→ WHAT YOU NEED TO DO: Filter the records below for the word "instance". Keep each line that has it.

→ PROVIDED DATA:
====

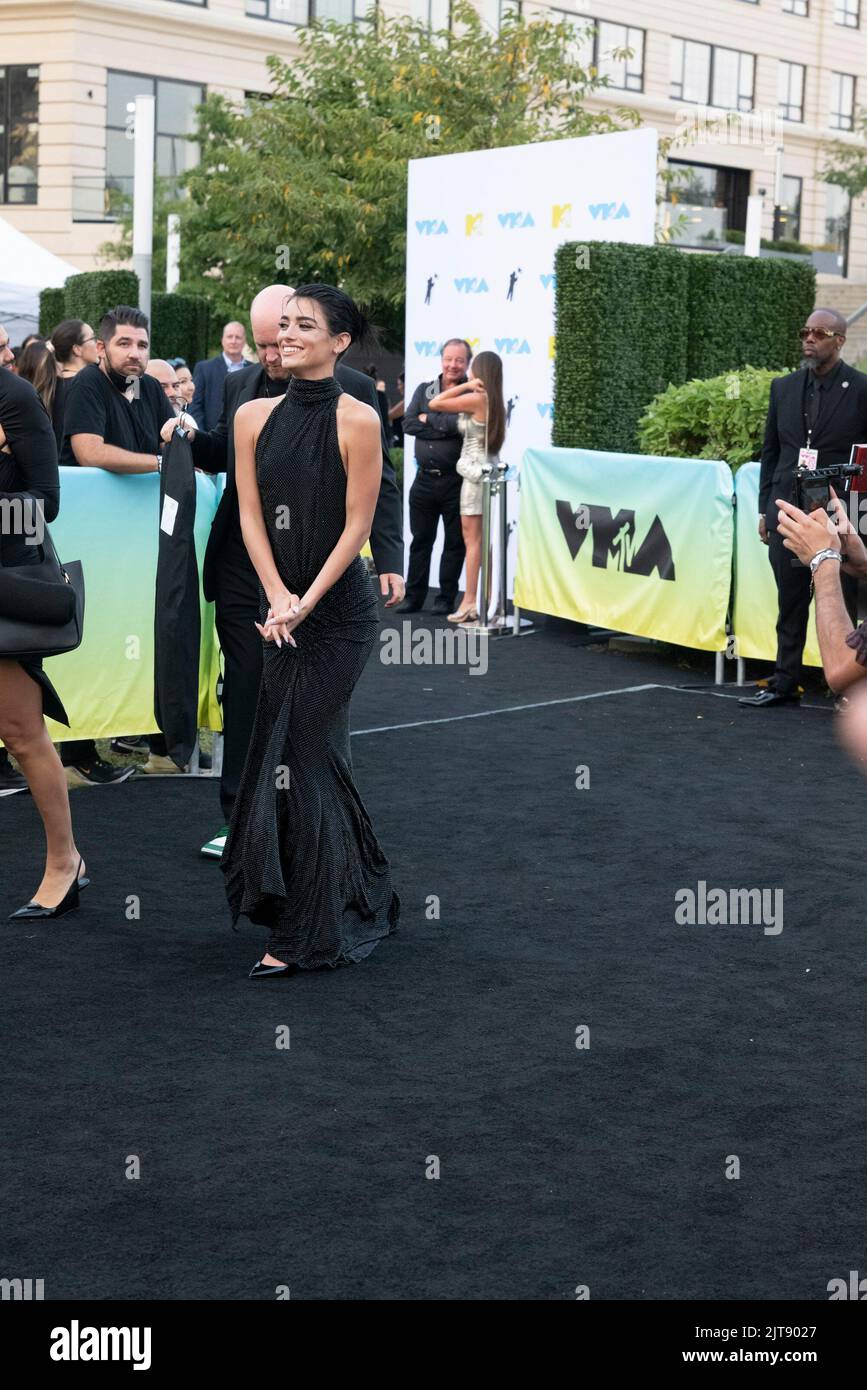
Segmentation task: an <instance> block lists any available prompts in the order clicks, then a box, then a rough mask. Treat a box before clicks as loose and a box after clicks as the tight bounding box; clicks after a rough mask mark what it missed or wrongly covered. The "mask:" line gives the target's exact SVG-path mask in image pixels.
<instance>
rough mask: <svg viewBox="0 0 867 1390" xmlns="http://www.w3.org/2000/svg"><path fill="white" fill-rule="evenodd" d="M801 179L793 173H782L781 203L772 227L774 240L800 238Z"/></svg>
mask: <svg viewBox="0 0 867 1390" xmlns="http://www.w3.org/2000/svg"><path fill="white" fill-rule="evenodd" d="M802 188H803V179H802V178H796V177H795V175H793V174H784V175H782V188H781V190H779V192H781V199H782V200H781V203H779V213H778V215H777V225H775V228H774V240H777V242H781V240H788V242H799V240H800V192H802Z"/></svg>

====

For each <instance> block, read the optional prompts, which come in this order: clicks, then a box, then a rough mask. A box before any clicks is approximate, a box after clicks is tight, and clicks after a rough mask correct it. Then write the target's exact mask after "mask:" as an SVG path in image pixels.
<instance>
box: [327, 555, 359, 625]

====

→ EXERCISE SOLUTION:
Segmentation task: an <instance> block lists any available prompts in the order clicks, then a box, then a rough mask. Treat a box before clicks as loose and a box after clicks as the tight bounding box; clicks after a rough mask mark what it missed or wrongly covered. The "mask:" line gives the target's exact SVG-path mask in image pixels.
<instance>
For each <instance> block, read the optional prompts, which come in this order: clicks, then a box, then a rough mask. A box before any clicks is approximate, a box after clicks is tight, and clicks after a rough mask correct it. Then write the target's exact mask after "mask:" as an SVG path in image pixels.
<instance>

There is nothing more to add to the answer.